(Problem 1): According to the passage on Television's album Adventure, which record label released it?

(Passage given):

[Start]

Adventure is the second studio album by American rock band Television, released in April 1978 by Elektra Records.

Musical style 

On the album's sound, Mark Deming of AllMusic writes, "Where Marquee Moon was direct and straightforward in its approach, with the subtleties clearly in the performance and not in the production, Adventure is a decidedly softer and less aggressive disc, and while John Jansen's production isn't intrusive, it does round off the edges of the band's sound in a way Andy Johns' work on the first album did not."

Reception 

Ken Emerson of Rolling Stone wrote, "By daring to be different, Adventure lives up to its title, but it also comes as something of a disappointment because it lacks the jagged tension and mysterious drama that imbued last year's Marquee Moon with such dark but lucid power." Robert Christgau of The Village Voice was favorable, writing, "I agree that it's not as urgent, or as satisfying, but that's only to say that Marquee Moon was a great album while Adventure is a very good one. The difference is more a function of material than of the new album's relatively clean, calm, reflective mood. The lyrics on Marquee Moon were shot through with visionary surprises that never let up. These are comparatively songlike, their apercus concentrated in hook lines that are surrounded by more quotidian stuff."

[End]

(The data):
[Start]

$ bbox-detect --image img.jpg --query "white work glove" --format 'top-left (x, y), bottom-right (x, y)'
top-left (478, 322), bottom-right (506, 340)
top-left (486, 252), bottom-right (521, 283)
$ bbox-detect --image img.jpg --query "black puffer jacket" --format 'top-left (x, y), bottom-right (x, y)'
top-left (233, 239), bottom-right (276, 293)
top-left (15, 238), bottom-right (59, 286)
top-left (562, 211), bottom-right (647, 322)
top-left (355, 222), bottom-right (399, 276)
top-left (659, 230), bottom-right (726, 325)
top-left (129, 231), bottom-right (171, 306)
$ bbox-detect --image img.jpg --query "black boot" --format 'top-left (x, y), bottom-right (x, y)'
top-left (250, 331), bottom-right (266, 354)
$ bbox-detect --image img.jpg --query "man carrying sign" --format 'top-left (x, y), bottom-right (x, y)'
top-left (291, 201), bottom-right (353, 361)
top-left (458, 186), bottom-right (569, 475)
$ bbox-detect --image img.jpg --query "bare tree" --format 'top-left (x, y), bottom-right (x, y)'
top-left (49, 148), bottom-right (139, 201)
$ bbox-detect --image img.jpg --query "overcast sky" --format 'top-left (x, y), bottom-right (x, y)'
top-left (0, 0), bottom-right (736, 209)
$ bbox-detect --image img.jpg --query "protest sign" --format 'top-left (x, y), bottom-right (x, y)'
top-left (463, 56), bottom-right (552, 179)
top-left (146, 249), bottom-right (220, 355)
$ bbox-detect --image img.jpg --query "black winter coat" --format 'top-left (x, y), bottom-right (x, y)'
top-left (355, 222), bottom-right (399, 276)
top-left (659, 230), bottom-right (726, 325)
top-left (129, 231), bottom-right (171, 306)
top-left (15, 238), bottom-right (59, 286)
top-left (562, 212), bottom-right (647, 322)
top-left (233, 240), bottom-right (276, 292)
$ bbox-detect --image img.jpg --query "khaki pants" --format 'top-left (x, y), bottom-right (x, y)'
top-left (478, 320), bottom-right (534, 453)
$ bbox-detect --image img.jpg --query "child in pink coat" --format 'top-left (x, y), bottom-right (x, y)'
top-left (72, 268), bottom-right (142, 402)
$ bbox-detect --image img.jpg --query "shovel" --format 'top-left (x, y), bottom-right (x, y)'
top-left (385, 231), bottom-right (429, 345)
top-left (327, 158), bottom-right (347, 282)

[End]

(Problem 2): Copy the records verbatim from their beginning through the line containing "top-left (0, 0), bottom-right (736, 209)", including that line.

(Worked solution 1): Elektra Records

(Worked solution 2):
$ bbox-detect --image img.jpg --query "white work glove" --format 'top-left (x, y), bottom-right (x, y)'
top-left (478, 322), bottom-right (506, 340)
top-left (486, 252), bottom-right (521, 283)
$ bbox-detect --image img.jpg --query "black puffer jacket" --format 'top-left (x, y), bottom-right (x, y)'
top-left (233, 239), bottom-right (276, 293)
top-left (15, 238), bottom-right (59, 286)
top-left (562, 211), bottom-right (647, 322)
top-left (355, 222), bottom-right (399, 276)
top-left (659, 230), bottom-right (726, 325)
top-left (129, 231), bottom-right (171, 306)
$ bbox-detect --image img.jpg --query "black boot" --format 'top-left (x, y), bottom-right (x, y)'
top-left (250, 331), bottom-right (266, 354)
$ bbox-detect --image img.jpg --query "man carrying sign" --format 'top-left (x, y), bottom-right (x, y)'
top-left (291, 201), bottom-right (353, 361)
top-left (458, 186), bottom-right (569, 475)
$ bbox-detect --image img.jpg --query "bare tree" --format 'top-left (x, y), bottom-right (x, y)'
top-left (49, 148), bottom-right (139, 201)
$ bbox-detect --image img.jpg --query "overcast sky" --format 'top-left (x, y), bottom-right (x, y)'
top-left (0, 0), bottom-right (736, 209)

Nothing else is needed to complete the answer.